### Stated problem
In the page on yamas, which yama does the Yoga Bhashya call the primary one?

### Page extract
[Start]
= Yamas =

Ethical rules in Hinduism and Yoga

The yamas (यम), and their complement, the niyamas, represent a series of "right living" or ethical rules within Yoga philosophy. The word yama means "reining in" or "control". They are restraints for proper conduct given in the Vedas and the Yoga Sutras as moral imperatives, commandments, rules or goals. The yamas are a "don't"s list of self-restraints, typically representing commitments that affect one's relations with others and self. The complementary niyamas represent the "do"s. Together yamas and niyamas are personal obligations to live well.

The earliest mention of yamas is in the Rigveda. More than fifty texts of Hinduism, from its various traditions, discuss yamas. Patañjali lists five yamas in his Yoga Sūtras. Ten yamas are codified as "the restraints" in numerous Hindu texts, including Yajnavalkya Smriti in verse 3.313, the Śāṇḍilya and Vārāha Upanishads, the Hatha Yoga Pradipika by Svātmārāma, and the Tirumantiram of Tirumular.

The yamas apply broadly and include self-restraints in one's actions, words, and thoughts.

==Etymology and meaning==

The earliest mention of yamas is found in the Hindu scripture Rigveda, such as in verse 5.61.2, and later in the Jain Agamas. The word yama in the Rigveda means a "rein, curb", the act of checking or curbing, restraining such as by a charioteer or a driver. The term evolves into a moral restraint and ethical duty in the Jain Agamas.

Yamas means "restraint", particularly "from actions, words, or thoughts that may cause harm".

== Philosophical expansion ==
The yamas are explained in detail by Patañjali in the Yoga Sūtras of Patanjali as the first step of the eight-fold path of yogic philosophy and practice for attaining enlightenment and union of the mind, body and soul.

Patanjali lists five yamas: ahimsa, satya, asteya, brahmacharya, and aparigraha. The Yoga Bhashya, a commentary on the Yoga Sutras, explains that ahimsa is the primary yama and that the other four are 'rooted' in ahimsa. Satya, asteya, brahmacharya, and aparigraha are perfected in order to perfect ahimsa. Vacaspati Misra, in this Tattva-Vaisharadi, a sub-commentary on the Yoga Sutras, raises the question of why the latter four yamas even need to be explained if they are all rooted within ahimsa. In his response, he reinforces the link between all five yamas and states that the virtue of ahimsa would be 'defiled' if there were to be a lapse in the latter four yamas.
[End]
[Records excerpted from a collection]
[Start]
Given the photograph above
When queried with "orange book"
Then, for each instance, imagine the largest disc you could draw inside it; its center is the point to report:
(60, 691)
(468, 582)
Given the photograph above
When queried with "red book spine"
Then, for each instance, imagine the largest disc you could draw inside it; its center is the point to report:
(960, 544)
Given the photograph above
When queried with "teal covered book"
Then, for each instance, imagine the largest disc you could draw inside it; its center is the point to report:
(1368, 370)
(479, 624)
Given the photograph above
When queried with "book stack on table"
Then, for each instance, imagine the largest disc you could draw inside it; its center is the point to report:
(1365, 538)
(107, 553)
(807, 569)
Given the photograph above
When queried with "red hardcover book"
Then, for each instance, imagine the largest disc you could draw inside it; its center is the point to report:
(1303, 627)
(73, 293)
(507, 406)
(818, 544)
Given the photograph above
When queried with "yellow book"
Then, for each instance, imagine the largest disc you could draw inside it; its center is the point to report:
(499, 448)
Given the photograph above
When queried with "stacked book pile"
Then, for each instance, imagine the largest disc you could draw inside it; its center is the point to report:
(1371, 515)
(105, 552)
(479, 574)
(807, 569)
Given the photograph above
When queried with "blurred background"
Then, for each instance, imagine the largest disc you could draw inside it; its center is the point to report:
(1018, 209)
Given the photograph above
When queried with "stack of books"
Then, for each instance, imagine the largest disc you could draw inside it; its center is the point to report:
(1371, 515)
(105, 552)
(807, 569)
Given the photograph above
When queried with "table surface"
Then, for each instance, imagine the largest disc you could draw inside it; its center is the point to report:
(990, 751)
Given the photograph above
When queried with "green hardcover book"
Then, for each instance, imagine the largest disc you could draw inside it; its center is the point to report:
[End]
### Task result
Ahimsa.